■ Stated task
Copy out every line of the records below word for word, but leave the pictures out.

## Start

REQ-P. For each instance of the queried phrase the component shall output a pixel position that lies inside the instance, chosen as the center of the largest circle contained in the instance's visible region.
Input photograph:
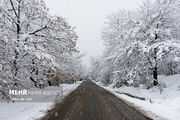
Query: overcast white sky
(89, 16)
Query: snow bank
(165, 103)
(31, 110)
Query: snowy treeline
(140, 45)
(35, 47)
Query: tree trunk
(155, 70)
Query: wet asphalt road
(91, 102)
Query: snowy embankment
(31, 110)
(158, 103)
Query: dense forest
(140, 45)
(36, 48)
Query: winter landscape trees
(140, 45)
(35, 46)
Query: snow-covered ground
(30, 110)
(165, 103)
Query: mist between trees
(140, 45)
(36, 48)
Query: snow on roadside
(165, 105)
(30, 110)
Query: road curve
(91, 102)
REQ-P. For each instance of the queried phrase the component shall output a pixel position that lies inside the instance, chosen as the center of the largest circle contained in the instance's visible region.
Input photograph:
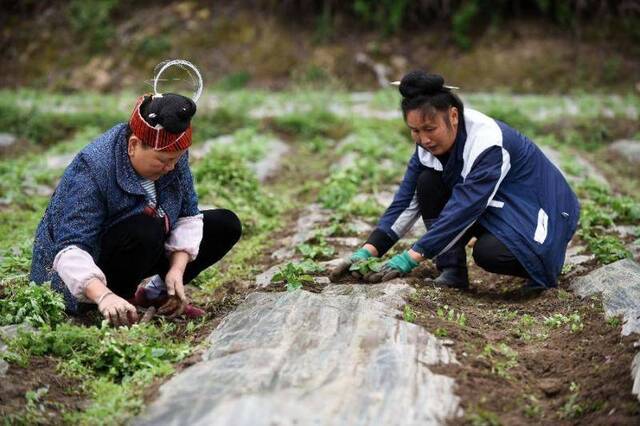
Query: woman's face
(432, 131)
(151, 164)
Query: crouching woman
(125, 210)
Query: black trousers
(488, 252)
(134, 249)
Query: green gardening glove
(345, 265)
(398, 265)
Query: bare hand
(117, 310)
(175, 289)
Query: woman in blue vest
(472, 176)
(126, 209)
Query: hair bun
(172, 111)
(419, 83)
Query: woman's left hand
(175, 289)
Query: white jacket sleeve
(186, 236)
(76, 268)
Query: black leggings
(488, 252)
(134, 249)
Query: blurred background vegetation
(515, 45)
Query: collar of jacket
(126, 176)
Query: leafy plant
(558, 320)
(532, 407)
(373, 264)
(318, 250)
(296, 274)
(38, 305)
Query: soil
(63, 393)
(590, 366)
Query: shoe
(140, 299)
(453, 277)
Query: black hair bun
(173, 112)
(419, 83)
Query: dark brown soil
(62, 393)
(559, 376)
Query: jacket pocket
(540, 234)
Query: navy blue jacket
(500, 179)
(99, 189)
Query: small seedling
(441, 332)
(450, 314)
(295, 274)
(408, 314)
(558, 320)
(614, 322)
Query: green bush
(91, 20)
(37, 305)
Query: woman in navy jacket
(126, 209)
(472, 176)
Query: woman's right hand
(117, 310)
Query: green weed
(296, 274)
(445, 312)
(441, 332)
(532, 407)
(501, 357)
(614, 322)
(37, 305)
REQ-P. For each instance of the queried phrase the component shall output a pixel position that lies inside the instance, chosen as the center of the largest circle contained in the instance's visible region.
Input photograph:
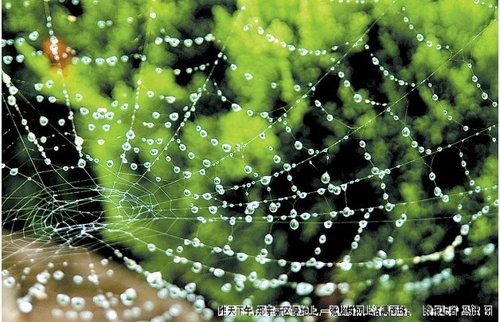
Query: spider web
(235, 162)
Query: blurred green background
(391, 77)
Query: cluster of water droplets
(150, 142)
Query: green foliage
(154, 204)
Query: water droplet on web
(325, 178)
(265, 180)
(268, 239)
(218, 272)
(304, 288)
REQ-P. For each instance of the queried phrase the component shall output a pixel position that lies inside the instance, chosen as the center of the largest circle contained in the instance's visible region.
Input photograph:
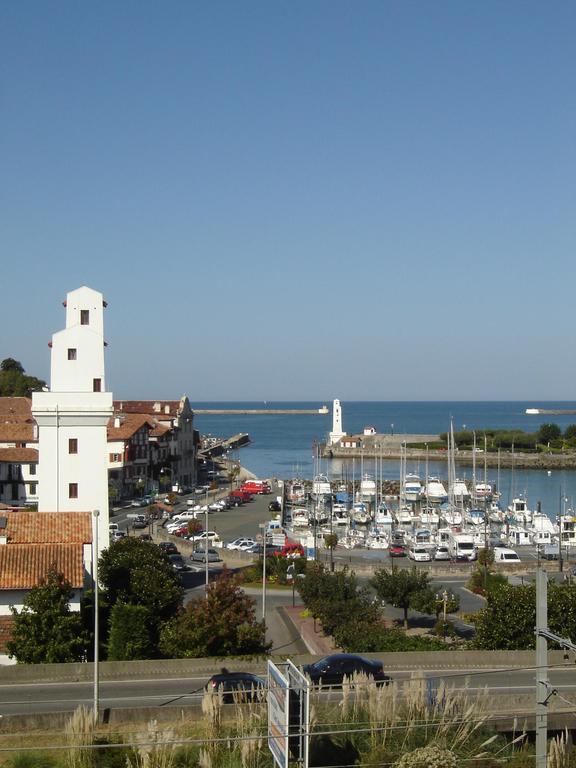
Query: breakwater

## End

■ Completed task
REQ-P. For each instance of the queried phrase the component shall output a pixel position that lies inside the instance, chosen as the center of the largest circle contained in the instance's visible region.
Input photograph:
Query: overcast white sky
(89, 16)
Query: snow bank
(165, 103)
(31, 110)
Query: snowy treeline
(140, 45)
(35, 47)
Query: tree trunk
(155, 70)
Query: wet asphalt road
(91, 102)
Query: snowy embankment
(31, 110)
(158, 103)
Query: dense forest
(140, 45)
(36, 48)
Query: winter landscape trees
(140, 45)
(35, 46)
Query: snow-covered ground
(30, 110)
(165, 103)
Query: mist between trees
(140, 45)
(36, 48)
Query: snow on roadside
(165, 105)
(30, 110)
Query: road curve
(91, 102)
REQ-P. For each instance of the queried phrase the component shall output a pixel position that lies inside the instance, chosen as the center of the largest circle contained in the instance's visible region.
Input photograph:
Query: woman's face
(432, 131)
(151, 164)
Query: crouching woman
(125, 210)
Query: black trousers
(488, 252)
(134, 249)
Query: green gardening glove
(345, 265)
(398, 265)
Query: bare hand
(117, 310)
(175, 289)
Query: woman in blue vest
(472, 176)
(126, 209)
Query: hair bun
(172, 111)
(419, 83)
Query: woman's left hand
(175, 289)
Query: white jacket sleeve
(186, 236)
(76, 268)
Query: black leggings
(488, 252)
(134, 249)
Query: blurred background vegetation
(515, 45)
Query: collar of jacket
(126, 176)
Query: leafy plant
(558, 320)
(532, 407)
(373, 264)
(318, 250)
(296, 274)
(38, 305)
Query: soil
(63, 393)
(590, 366)
Query: shoe
(140, 299)
(453, 277)
Query: black hair bun
(173, 112)
(419, 83)
Query: dark brown soil
(62, 393)
(559, 376)
Query: jacket pocket
(540, 234)
Query: navy blue jacket
(500, 179)
(99, 189)
Query: small seedling
(441, 332)
(450, 314)
(295, 274)
(408, 314)
(558, 320)
(614, 322)
Query: green bush
(91, 20)
(37, 305)
Query: woman in navy jacket
(126, 209)
(472, 176)
Query: woman's right hand
(117, 310)
Query: green weed
(296, 274)
(445, 312)
(441, 332)
(532, 407)
(501, 357)
(614, 322)
(37, 305)
REQ-P. For each instance of the queried phrase the component shall output a pixel position that lies inside the instance, chosen as the center of the largest circle contained in the instance's visible region.
Input photograph:
Query: spider web
(235, 162)
Query: blurred green background
(391, 77)
Query: cluster of water droplets
(150, 142)
Query: green foliage
(154, 204)
Query: water droplet on web
(325, 178)
(265, 180)
(268, 239)
(218, 272)
(304, 288)
REQ-P. For each instance of the queried phrase the component shall output a pixel position that lies inside the instance, chosen as the center of the largest circle contained in the instance's visible region.
Input photograph:
Query: breakwater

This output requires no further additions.